TASK INSTRUCTIONS: Rewrite the listing below, replacing every "Just box it" with "Draw a box around it" and leaving all other text unchanged.

RECORDS SUPPLIED:

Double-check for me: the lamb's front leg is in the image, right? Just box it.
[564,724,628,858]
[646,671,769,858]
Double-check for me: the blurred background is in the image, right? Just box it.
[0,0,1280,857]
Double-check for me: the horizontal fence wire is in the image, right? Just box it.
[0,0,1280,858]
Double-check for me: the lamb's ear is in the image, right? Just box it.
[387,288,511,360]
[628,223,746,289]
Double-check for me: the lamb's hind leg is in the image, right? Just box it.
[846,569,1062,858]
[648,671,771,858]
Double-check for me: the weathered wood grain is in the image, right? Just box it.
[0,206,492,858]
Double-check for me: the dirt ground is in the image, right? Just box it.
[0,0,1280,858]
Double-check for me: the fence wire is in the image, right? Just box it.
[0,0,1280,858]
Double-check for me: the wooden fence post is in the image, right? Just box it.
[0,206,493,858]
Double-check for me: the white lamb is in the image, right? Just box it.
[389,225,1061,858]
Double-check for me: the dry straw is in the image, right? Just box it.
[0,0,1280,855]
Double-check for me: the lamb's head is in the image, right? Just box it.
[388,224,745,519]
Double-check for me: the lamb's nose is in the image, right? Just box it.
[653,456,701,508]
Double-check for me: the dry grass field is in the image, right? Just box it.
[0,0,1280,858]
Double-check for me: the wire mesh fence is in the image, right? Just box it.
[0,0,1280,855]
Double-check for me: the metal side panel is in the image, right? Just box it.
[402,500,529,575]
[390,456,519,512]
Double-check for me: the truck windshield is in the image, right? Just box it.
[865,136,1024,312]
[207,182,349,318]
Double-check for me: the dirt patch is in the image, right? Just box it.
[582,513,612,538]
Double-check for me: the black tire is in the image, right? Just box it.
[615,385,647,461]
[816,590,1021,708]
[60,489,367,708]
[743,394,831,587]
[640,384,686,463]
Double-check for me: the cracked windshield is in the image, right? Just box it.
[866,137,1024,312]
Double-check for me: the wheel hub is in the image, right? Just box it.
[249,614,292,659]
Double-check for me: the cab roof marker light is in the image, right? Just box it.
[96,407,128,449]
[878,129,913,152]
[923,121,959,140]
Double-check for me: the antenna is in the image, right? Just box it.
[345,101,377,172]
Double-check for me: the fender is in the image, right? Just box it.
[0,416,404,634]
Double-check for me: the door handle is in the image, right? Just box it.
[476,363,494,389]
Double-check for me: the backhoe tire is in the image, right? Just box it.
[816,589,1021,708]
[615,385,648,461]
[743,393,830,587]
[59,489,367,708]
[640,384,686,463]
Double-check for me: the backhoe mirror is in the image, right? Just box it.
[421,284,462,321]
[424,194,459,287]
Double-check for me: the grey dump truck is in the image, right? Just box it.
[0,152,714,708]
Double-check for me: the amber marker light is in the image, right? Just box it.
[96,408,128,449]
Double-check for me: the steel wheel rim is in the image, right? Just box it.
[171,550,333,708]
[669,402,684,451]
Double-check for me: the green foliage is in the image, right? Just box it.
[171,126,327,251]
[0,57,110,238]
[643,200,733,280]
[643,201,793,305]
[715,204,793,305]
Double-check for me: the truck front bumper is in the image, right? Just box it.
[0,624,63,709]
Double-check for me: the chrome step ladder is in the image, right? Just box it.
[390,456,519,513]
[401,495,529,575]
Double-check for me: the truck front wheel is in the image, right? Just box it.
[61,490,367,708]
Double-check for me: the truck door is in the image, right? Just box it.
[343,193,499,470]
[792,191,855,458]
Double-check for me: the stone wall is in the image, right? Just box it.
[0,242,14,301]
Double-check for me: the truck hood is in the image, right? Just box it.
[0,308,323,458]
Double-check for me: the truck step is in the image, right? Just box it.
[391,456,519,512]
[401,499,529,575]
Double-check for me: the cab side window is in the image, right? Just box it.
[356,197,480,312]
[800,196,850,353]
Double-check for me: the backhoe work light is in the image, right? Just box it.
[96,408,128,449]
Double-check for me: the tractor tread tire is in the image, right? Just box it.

SOLUTION TO THIS TASK:
Double-check for me: the lamb's front leg is in the image, right? Draw a box around it.
[564,724,628,858]
[646,671,769,858]
Double-check for me: the blurred background is in the image, right? Draw a box around it.
[0,0,1280,857]
Double-check for me: the horizontal fence wire is in the image, right? Draw a box around it.
[0,0,1280,858]
Double-check for me: the lamb's ear is in the image, right? Draw a box around it.
[387,288,511,360]
[628,223,746,289]
Double-check for me: the lamb's hind leg is in the image, right? Draw a box around it.
[846,569,1062,858]
[648,671,771,858]
Double-check for me: the weathered wood grain is in the image, right? Draw a box around it.
[0,206,492,858]
Double-check for me: the dirt ground is in the image, right? Draw a box around it.
[0,0,1280,858]
Double-check for me: the fence wire is in the image, right? Draw a box around it.
[0,0,1280,858]
Double-check for me: the wooden fence post is in the image, right? Draw a box around it.
[0,206,493,858]
Double-check for me: the white lamb is in the image, right? Draw a box around it.
[389,225,1061,858]
Double-check for me: the dry straw is in the image, right? Draw a box around it.
[0,0,1280,855]
Double-check for me: the lamb's head is in the image, right? Draw a box around it.
[388,224,745,519]
Double-check for me: the lamb's nose is in the image, right? Draw a box around it.
[653,456,701,508]
Double-check for me: the dry grass field is in the image, right? Draw a box around it.
[0,0,1280,858]
Double-check for me: the wire mesh fence is in the image, right? Draw a box around it.
[0,0,1280,855]
Double-check for me: the metal side panel is in the image, right? Draw a box around it.
[402,500,529,575]
[390,456,519,512]
Double-check for me: the truck windshield is in the image, right? Draw a box around it.
[865,136,1024,312]
[207,182,349,318]
Double-check for me: the dirt patch is in the image, right? Draw a box around it.
[582,513,612,538]
Double-check for me: the black tire is in the image, right? Draw a box around it.
[615,385,647,461]
[816,590,1021,708]
[60,489,367,708]
[743,394,831,587]
[640,384,686,463]
Double-check for me: the cracked windshield is in the image, right? Draw a box around it.
[866,137,1024,312]
Double-check for me: the wheel hub is in the image, right? Draw a box around it.
[249,614,292,659]
Double-check for me: the cab roof marker light is in the image, right? Draw a box around it.
[96,407,128,449]
[878,129,913,152]
[923,121,959,140]
Double-check for me: the antenna is in the image, right? Draw a box around it.
[345,101,377,172]
Double-check for me: the fender is in the image, right? Draw a box around it.
[0,416,404,634]
Double-check for me: the door handle is in the image, right? Draw a box around it.
[476,363,494,389]
Double-check for me: the backhoe tire is in the image, right? Draw a box around it.
[816,589,1021,708]
[615,385,648,461]
[743,393,830,587]
[59,489,367,708]
[640,384,686,463]
Double-check for me: the backhoe mirror is in the image, right? Draw a box around it.
[421,284,462,321]
[424,194,459,287]
Double-check for me: the grey dump truck is in the image, right? Draw a box around it.
[0,152,714,708]
Double-check for me: the amber marker light is in the image, right? Draw a box around it.
[96,408,128,449]
Double-check for me: the steel wheel rim is in the image, right? Draw a box around it.
[171,550,333,708]
[669,402,684,451]
Double-check for me: the green foliage is in the image, right? Draw a box around it.
[171,126,327,251]
[0,57,110,238]
[643,200,733,280]
[643,201,793,305]
[715,204,793,305]
Double-check for me: the truck front bumper is in the image, right? Draw a box around it.
[0,624,63,709]
Double-check for me: the chrome step ladder is in the image, right? Draw a box around it.
[390,456,519,513]
[401,495,529,575]
Double-check for me: the truck front wheel is in the image, right? Draw a box around it.
[61,490,367,708]
Double-check for me: the truck door is in the image, right? Draw a box around it.
[343,193,499,470]
[792,191,855,458]
Double-check for me: the stone wall is in the image, right? Draw a box around it.
[0,242,14,301]
Double-check for me: the truck hood is in the image, right? Draw a box around it.
[0,308,323,458]
Double-check for me: the truck step is in the image, right? Draw a box around it.
[391,456,519,512]
[401,499,529,575]
Double-check for me: the cab side window is in the image, right? Draw a box around it.
[356,197,480,312]
[800,196,850,353]
Double-check for me: the backhoe work light is in the image, right? Draw a box around it.
[96,408,128,449]
Double-check for me: the tractor tread tire is in the image, right? Draw a box around it.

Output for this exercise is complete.